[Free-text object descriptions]
/---

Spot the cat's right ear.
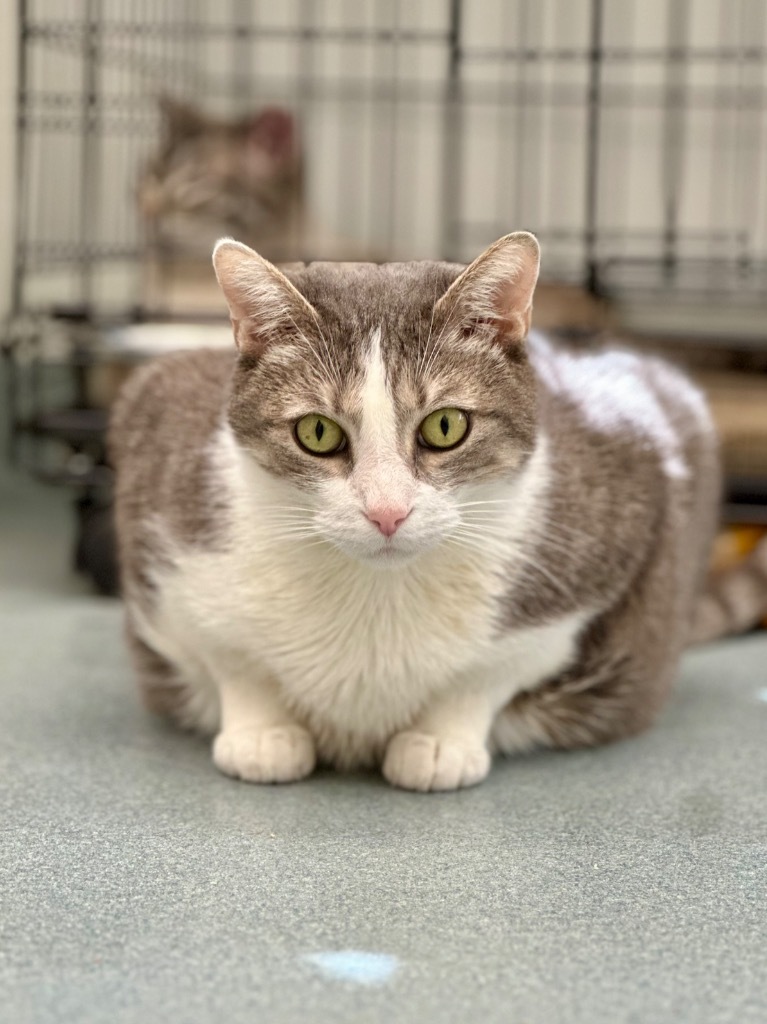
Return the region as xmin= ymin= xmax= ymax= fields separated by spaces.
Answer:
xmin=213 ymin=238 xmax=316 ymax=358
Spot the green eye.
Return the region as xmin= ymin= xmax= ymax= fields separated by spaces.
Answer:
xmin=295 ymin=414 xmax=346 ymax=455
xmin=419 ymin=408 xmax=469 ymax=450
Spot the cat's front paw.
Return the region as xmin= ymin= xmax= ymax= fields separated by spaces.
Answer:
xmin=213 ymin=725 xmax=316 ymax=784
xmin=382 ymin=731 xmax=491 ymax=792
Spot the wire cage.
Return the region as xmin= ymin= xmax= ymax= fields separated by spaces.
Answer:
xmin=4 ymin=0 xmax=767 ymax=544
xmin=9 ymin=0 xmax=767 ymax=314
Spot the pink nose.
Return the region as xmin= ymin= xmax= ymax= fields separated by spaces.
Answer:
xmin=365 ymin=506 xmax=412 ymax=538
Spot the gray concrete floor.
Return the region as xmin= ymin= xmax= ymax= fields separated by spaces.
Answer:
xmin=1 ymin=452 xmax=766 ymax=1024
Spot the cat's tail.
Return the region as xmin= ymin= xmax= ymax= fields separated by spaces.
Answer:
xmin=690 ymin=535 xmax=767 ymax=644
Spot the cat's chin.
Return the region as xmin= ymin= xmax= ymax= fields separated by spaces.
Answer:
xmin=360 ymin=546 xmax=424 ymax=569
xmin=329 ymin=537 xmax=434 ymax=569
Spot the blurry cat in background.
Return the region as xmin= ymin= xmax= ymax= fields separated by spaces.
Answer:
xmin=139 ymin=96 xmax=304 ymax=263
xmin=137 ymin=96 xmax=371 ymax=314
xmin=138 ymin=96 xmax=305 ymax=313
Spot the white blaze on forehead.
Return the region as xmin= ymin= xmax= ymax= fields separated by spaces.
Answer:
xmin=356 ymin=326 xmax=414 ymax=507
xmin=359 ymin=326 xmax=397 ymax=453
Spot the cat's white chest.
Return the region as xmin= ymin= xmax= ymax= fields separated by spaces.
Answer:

\---
/---

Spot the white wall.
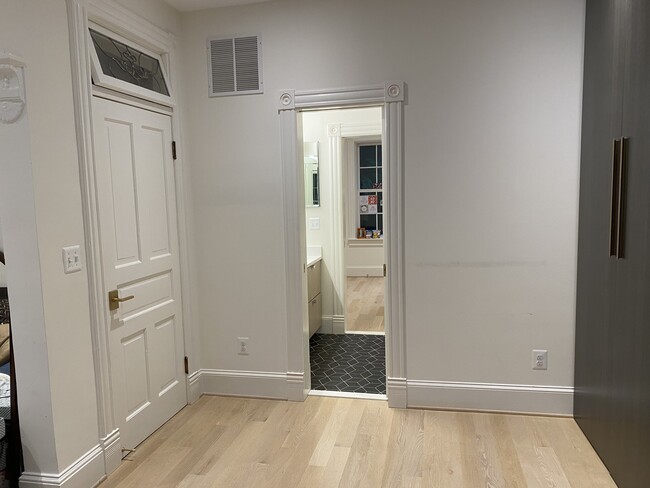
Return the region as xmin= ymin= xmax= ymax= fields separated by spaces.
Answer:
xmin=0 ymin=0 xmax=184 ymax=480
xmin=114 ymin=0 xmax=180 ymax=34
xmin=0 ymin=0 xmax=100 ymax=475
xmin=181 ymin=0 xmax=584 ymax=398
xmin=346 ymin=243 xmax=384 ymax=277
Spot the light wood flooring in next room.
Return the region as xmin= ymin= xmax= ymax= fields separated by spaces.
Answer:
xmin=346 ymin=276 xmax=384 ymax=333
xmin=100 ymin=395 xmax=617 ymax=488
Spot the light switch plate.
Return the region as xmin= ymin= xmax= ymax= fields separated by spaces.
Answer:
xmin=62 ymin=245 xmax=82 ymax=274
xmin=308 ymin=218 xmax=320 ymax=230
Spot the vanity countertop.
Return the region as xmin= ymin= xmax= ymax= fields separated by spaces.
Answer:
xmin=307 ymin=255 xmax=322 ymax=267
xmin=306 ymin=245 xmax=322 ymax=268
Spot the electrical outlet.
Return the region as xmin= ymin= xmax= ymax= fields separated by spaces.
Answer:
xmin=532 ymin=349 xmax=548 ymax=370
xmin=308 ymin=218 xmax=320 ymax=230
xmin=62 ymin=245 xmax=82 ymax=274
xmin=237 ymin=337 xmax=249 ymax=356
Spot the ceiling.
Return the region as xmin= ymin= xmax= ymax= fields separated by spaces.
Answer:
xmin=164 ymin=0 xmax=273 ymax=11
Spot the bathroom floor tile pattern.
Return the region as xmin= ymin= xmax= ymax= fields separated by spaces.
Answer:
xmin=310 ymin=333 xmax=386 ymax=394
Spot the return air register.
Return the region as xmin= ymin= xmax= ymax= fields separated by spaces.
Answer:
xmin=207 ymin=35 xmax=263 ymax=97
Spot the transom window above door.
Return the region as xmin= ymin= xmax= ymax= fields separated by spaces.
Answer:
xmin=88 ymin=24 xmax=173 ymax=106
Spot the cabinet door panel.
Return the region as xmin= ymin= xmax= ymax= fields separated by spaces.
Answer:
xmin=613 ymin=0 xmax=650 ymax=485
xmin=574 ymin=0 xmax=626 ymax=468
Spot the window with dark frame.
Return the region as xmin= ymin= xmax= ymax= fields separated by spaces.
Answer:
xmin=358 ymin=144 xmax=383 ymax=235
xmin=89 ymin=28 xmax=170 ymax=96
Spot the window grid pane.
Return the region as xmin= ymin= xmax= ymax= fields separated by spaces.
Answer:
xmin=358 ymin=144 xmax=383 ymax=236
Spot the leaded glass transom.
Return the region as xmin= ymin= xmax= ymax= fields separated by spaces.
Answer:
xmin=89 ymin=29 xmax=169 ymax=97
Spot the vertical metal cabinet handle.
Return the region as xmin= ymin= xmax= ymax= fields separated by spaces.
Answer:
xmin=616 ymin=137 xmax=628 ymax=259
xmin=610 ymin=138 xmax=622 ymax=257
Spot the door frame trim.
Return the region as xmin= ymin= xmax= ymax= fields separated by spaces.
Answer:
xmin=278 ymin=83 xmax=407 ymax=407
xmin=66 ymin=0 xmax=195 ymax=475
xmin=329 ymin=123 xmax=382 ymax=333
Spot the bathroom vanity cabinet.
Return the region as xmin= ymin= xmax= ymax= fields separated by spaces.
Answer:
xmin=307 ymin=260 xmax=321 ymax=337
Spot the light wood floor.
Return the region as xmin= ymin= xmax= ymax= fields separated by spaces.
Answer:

\---

# [Problem to solve]
Go through the data, and copy each line in which the word "light" appears.

# [Solved problem]
Spot the light wood flooring in next room.
Spot the light switch plate.
Spot the light wood floor.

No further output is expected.